**Excerpted passage**:

☆ ☆ ☆

Nerd Alert! World’s Toughest Mudder Stats

I’ve always been a lover of statistics when it comes to sports. As a child, I collected baseball cards and was way more interested in the back of the card than the front. I would put the cards of my favorite players in protective binder sleeves with the backs facing forward, just so I would see the stats first. With a push towards analytics and sabermetrics, one now needs a degree from MIT to be able to understand stats in baseball. I mean, can anyone explain to me what FIP (Fielding Independent Pitching) measures? I mean seriously, what the hell is this? FIP = ((13*HR)+(3*(BB+HBP))-(2*K))/IP + constant. It’s enough to make your head spin.

When they don’t go overboard like baseball, statistics can give us a fantastic way to visualize performance in sport. In regards to obstacle racing, there are many ways these numbers can give us a better look at our sport. For mandatory obstacle completion races such as OCRWC, band retention stats can help quantify how difficult the race was, or how tough specific obstacles were. For races like WTM, we can see how hard it is to reach that coveted 50 mile mark, or just how much better Ryan Atkins is than pretty much everyone else.

☆ ☆ ☆

Dataset excerpt:
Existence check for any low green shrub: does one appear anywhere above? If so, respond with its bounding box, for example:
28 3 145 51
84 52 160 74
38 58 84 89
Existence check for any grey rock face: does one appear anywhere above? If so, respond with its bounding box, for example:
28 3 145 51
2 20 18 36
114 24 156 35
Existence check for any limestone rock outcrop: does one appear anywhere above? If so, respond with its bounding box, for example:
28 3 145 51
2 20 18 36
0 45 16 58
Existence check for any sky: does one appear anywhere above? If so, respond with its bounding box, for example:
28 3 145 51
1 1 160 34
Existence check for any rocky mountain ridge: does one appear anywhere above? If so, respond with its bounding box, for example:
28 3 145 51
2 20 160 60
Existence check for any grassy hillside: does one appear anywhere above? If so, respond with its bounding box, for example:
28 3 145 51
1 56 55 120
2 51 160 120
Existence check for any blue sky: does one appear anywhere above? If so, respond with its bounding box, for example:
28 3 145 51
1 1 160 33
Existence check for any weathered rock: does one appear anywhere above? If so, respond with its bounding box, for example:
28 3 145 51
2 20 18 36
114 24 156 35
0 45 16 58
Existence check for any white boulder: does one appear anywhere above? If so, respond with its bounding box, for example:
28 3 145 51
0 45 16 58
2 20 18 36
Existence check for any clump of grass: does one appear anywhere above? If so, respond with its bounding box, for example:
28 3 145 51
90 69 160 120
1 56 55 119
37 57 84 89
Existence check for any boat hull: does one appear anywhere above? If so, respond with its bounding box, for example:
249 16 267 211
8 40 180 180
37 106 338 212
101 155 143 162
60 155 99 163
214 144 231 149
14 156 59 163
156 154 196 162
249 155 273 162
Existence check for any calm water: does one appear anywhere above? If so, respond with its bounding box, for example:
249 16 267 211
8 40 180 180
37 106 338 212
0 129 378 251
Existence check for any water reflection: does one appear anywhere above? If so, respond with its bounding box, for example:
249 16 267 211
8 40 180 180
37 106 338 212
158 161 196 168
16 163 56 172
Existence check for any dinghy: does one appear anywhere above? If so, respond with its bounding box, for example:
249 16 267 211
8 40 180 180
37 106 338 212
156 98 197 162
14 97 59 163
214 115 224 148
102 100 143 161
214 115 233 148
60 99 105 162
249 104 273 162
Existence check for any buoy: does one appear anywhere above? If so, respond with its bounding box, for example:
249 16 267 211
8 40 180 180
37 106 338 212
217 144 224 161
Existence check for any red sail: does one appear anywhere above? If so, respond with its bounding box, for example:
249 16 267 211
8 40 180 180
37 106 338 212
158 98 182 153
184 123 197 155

☆ ☆ ☆

**Exercise tasks**:
#1 Return the passage of the piece on sports statistics that begins at the words "Nerd Alert! World’s" and stops after the words "your head spin.", unchanged.
#2 Rewrite the records from their start through the line containing "16 163 56 172", requests included. Multiply every bounding-box coordinate in the answers by 1.4 and round each result to a whole number, with halves rounded up.

**Responses in order**:
#1
Nerd Alert! World’s Toughest Mudder Stats

I’ve always been a lover of statistics when it comes to sports. As a child, I collected baseball cards and was way more interested in the back of the card than the front. I would put the cards of my favorite players in protective binder sleeves with the backs facing forward, just so I would see the stats first. With a push towards analytics and sabermetrics, one now needs a degree from MIT to be able to understand stats in baseball. I mean, can anyone explain to me what FIP (Fielding Independent Pitching) measures? I mean seriously, what the hell is this? FIP = ((13*HR)+(3*(BB+HBP))-(2*K))/IP + constant. It’s enough to make your head spin.

#2
Existence check for any low green shrub: does one appear anywhere above? If so, respond with its bounding box, for example:
28 3 145 51
118 73 224 104
53 81 118 125
Existence check for any grey rock face: does one appear anywhere above? If so, respond with its bounding box, for example:
28 3 145 51
3 28 25 50
160 34 218 49
Existence check for any limestone rock outcrop: does one appear anywhere above? If so, respond with its bounding box, for example:
28 3 145 51
3 28 25 50
0 63 22 81
Existence check for any sky: does one appear anywhere above? If so, respond with its bounding box, for example:
28 3 145 51
1 1 224 48
Existence check for any rocky mountain ridge: does one appear anywhere above? If so, respond with its bounding box, for example:
28 3 145 51
3 28 224 84
Existence check for any grassy hillside: does one appear anywhere above? If so, respond with its bounding box, for example:
28 3 145 51
1 78 77 168
3 71 224 168
Existence check for any blue sky: does one appear anywhere above? If so, respond with its bounding box, for example:
28 3 145 51
1 1 224 46
Existence check for any weathered rock: does one appear anywhere above? If so, respond with its bounding box, for example:
28 3 145 51
3 28 25 50
160 34 218 49
0 63 22 81
Existence check for any white boulder: does one appear anywhere above? If so, respond with its bounding box, for example:
28 3 145 51
0 63 22 81
3 28 25 50
Existence check for any clump of grass: does one appear anywhere above? If so, respond with its bounding box, for example:
28 3 145 51
126 97 224 168
1 78 77 167
52 80 118 125
Existence check for any boat hull: does one appear anywhere above? If so, respond with its bounding box, for example:
249 16 267 211
8 40 180 180
37 106 338 212
141 217 200 227
84 217 139 228
300 202 323 209
20 218 83 228
218 216 274 227
349 217 382 227
Existence check for any calm water: does one appear anywhere above? If so, respond with its bounding box, for example:
249 16 267 211
8 40 180 180
37 106 338 212
0 181 529 351
Existence check for any water reflection: does one appear anywhere above? If so, respond with its bounding box, for example:
249 16 267 211
8 40 180 180
37 106 338 212
221 225 274 235
22 228 78 241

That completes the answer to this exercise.